Während sich noch kurz zuvor nahezu drei Viertel der befragten DDR-Bürger gegen eine baldige Vereinigung mit der Bundesrepublik ausgesprochen hatten, schlägt Bundeskanzler Helmut Kohl bei seinem Besuch in Dresden eine Welle der Begeisterung entgegen. Vor seinem Hotel wird er mit Rufen wie "Helmut, Helmut" und "Deutschland einig Vaterland" empfangen. Nach seinen Gesprächen mit DDR-Premier Hans Modrow äußert sich Helmut Kohl "sehr zufrieden". Auf einer Pressekonferenz geben beide Politiker die Ergebnisse ihrer Gespräche bekannt. Danach wird das Brandenburger Tor in Berlin noch vor Weihnachten geöffnet und sind die Reisen für Bundesbürger ab Heiligabend visafrei. Alle politischen Gefangenen sollen bis Weihnachten entlassen werden. Hans Modrow verweist darauf, daß ein "Vertrag über Zusammenarbeit und gute Nachbarschaft" erarbeitet werden soll, um so schrittweise eine Vertragsgemeinschaft mit der Bundesrepublik aufzubauen.

Zu erledigende Aufgaben:
1 - Ab wann sind laut dem Text über Kohls Besuch in Dresden Reisen für Bundesbürger visafrei?
2 - Setze den Text über Kohls Besuch in Dresden nach seinem letzten Satz fort.

Extrahierte Daten:
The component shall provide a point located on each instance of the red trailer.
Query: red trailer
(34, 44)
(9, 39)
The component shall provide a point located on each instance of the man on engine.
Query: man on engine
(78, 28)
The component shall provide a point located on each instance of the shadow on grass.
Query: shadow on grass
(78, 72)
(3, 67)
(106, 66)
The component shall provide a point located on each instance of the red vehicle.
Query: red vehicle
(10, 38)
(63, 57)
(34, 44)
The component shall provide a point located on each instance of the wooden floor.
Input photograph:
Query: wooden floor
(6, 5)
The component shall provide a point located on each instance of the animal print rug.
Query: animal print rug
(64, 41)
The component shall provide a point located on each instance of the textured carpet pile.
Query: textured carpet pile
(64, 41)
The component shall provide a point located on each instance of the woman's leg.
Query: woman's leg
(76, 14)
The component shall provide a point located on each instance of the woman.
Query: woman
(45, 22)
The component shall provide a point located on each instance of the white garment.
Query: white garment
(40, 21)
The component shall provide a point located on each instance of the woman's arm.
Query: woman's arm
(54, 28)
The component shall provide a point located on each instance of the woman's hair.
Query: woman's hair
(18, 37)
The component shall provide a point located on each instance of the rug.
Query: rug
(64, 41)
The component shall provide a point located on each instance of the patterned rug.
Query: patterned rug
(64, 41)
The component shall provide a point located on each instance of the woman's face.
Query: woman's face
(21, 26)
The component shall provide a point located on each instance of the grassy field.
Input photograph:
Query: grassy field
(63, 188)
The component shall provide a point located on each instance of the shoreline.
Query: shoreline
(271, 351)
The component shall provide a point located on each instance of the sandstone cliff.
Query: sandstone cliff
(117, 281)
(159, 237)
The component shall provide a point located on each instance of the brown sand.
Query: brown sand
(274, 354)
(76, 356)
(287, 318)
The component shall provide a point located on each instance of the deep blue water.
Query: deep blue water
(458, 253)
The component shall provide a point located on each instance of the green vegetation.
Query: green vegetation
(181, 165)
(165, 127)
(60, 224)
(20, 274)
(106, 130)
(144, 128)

Lösungen:
1 - Ab Heiligabend.

2 -
Im Gegensatz zum SPD-Ministerpräsidenten des Saarlandes, Oskar Lafontaine, begrüßt der Vorsitzende der Sozialdemokratischen Partei Deutschlands, Willy Brandt, ausdrücklich die wachsende "Einheit von unten".

Durch die Übersiedlung zahlreicher Ärzte in den Westen wird die Sicherung der medizinischen Versorgung prekär. Der Magistrat von Ostberlin bietet deshalb jungen Westberliner Ärzten ohne Beschäftigung eine Anstellung und Facharztausbildung an. Der Senat von Westberlin kündigt die Lieferung der ersten 30 Tonnen medizinischer Hilfsgüter an, die im Rahmen einer Soforthilfe für das Ostberliner Gesundheitswesen bereitgestellt werden.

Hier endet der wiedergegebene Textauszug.